-- Begin RECORDED DATA --
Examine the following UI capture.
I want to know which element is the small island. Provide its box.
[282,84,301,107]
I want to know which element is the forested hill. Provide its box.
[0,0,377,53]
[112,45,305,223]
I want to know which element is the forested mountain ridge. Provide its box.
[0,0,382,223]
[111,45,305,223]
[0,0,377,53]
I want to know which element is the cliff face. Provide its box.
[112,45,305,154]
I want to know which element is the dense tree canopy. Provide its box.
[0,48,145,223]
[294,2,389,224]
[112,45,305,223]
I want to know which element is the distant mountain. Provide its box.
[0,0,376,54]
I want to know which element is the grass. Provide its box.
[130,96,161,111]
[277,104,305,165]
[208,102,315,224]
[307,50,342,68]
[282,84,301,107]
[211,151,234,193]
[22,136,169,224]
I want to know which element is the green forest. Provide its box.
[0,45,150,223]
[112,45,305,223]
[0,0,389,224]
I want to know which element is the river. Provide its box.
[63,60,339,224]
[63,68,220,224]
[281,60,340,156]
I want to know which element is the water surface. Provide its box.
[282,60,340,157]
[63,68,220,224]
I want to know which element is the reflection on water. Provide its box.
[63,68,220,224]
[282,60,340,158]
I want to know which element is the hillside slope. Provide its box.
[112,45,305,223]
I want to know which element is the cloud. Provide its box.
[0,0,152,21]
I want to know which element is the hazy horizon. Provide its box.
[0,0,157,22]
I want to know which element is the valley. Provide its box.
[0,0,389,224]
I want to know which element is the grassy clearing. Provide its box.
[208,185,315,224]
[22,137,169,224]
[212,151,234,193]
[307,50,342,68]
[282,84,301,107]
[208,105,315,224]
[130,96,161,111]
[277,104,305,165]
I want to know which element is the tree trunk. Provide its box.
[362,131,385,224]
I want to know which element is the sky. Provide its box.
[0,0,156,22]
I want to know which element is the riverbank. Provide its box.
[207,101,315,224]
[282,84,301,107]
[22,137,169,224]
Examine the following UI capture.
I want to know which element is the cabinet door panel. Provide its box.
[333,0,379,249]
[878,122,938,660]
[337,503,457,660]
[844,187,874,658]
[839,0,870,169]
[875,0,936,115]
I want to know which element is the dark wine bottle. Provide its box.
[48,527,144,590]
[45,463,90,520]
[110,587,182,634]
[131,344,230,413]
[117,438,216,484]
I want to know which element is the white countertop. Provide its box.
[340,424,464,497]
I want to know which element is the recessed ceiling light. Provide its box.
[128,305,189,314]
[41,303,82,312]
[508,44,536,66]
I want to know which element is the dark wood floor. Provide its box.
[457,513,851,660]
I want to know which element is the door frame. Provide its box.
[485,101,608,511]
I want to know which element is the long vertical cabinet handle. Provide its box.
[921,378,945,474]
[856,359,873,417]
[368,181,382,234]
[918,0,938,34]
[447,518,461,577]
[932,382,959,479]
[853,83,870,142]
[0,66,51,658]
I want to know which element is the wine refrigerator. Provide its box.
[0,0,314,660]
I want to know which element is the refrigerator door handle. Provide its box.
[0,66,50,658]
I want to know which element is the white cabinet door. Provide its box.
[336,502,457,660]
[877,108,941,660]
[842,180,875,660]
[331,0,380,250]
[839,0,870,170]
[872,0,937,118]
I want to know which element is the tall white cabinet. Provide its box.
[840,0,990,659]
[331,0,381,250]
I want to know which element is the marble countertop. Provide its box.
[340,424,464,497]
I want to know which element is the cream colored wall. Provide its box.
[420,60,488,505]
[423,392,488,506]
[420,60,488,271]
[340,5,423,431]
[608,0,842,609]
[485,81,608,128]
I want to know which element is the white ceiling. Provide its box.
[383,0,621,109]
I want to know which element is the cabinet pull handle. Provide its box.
-- End RECORDED DATA --
EXERCISE BRIEF
Copy all of the records above word for word, with nothing left out or changed.

TASK RESULT
Examine the following UI capture.
I want to know which element is the small island. Provide its box.
[282,84,301,107]
I want to know which element is the forested hill. Provide its box.
[0,0,377,53]
[112,45,305,223]
I want to know which element is the forested mountain ridge. Provide its box.
[0,0,382,223]
[111,45,305,223]
[0,0,377,53]
I want to know which element is the cliff face. Provide its box.
[112,45,305,154]
I want to know which element is the dense tree canopy. Provide its box.
[0,48,145,223]
[294,2,389,224]
[112,45,305,223]
I want to know which element is the distant mountain. Provide its box.
[0,0,376,54]
I want to know which element is the grass. Provide its box.
[130,96,161,111]
[277,104,305,165]
[208,102,315,224]
[307,50,342,68]
[282,84,301,107]
[211,151,234,193]
[22,136,169,224]
I want to know which element is the green forest. Provide its box.
[0,45,150,223]
[112,45,305,223]
[0,0,389,224]
I want to know which element is the river. Provide its box.
[63,60,339,224]
[63,68,220,224]
[281,60,340,156]
I want to know which element is the water surface. Provide its box.
[282,60,340,157]
[63,68,220,224]
I want to know which element is the reflection on water. Provide its box.
[63,68,220,224]
[282,60,340,158]
I want to know which element is the hillside slope. Provide its box.
[112,45,305,223]
I want to know which element is the cloud. Provide its box.
[0,0,152,21]
I want to know which element is the hazy horizon. Provide its box.
[0,0,157,22]
I want to know which element is the valley. Provide its box.
[0,0,389,224]
I want to know which element is the grassy clearing. Provide its box.
[208,185,315,224]
[22,137,169,224]
[212,151,234,193]
[307,50,342,68]
[282,84,301,107]
[208,105,315,224]
[130,96,161,111]
[277,104,305,165]
I want to know which element is the tree trunk. Provide its box.
[362,131,385,224]
I want to know which element is the sky. Provide its box.
[0,0,156,22]
I want to know which element is the riverbank. Provide its box.
[207,101,315,224]
[282,84,301,107]
[22,137,169,224]
Examine the following UI capture.
I want to know which element is the cabinet door panel. Provide its box.
[333,0,379,249]
[878,122,938,660]
[337,503,457,660]
[844,187,874,658]
[839,0,870,169]
[875,0,936,115]
I want to know which element is the dark wine bottle. Provide its box.
[48,527,144,590]
[45,463,90,520]
[110,587,182,634]
[131,344,230,413]
[117,438,216,484]
I want to know which element is the white countertop. Provide its box.
[340,424,464,497]
I want to know which element is the recessed ceiling light. Provide its box.
[128,305,189,314]
[41,303,82,312]
[508,44,536,66]
I want to know which element is the dark wood floor. Provide its box.
[457,513,851,660]
I want to know which element is the door frame. Provide its box.
[485,101,608,511]
I want to know which element is the long vertical cabinet handle. Provide its box.
[921,378,945,474]
[856,359,873,417]
[368,181,382,234]
[918,0,938,34]
[447,518,461,577]
[932,382,959,479]
[853,83,870,142]
[0,66,51,658]
I want to know which element is the wine refrigerator. Provide its box.
[0,0,314,660]
I want to know which element is the refrigerator door handle. Provide its box.
[0,66,50,658]
I want to know which element is the white cabinet door. Provide its box.
[336,502,457,660]
[877,108,941,660]
[842,180,875,660]
[331,0,380,250]
[839,0,870,170]
[872,0,937,118]
I want to know which element is the tall white cabinet. Provide its box.
[840,0,990,659]
[331,0,381,250]
I want to know which element is the marble countertop. Provide its box.
[340,424,464,497]
I want to know which element is the cream colored wall. Provide its box.
[420,60,488,505]
[423,392,488,506]
[420,60,488,271]
[340,5,423,431]
[608,0,842,609]
[485,81,608,128]
I want to know which element is the white ceiling. Provide its box.
[383,0,621,109]
I want to know which element is the cabinet pull handle. Provide its box.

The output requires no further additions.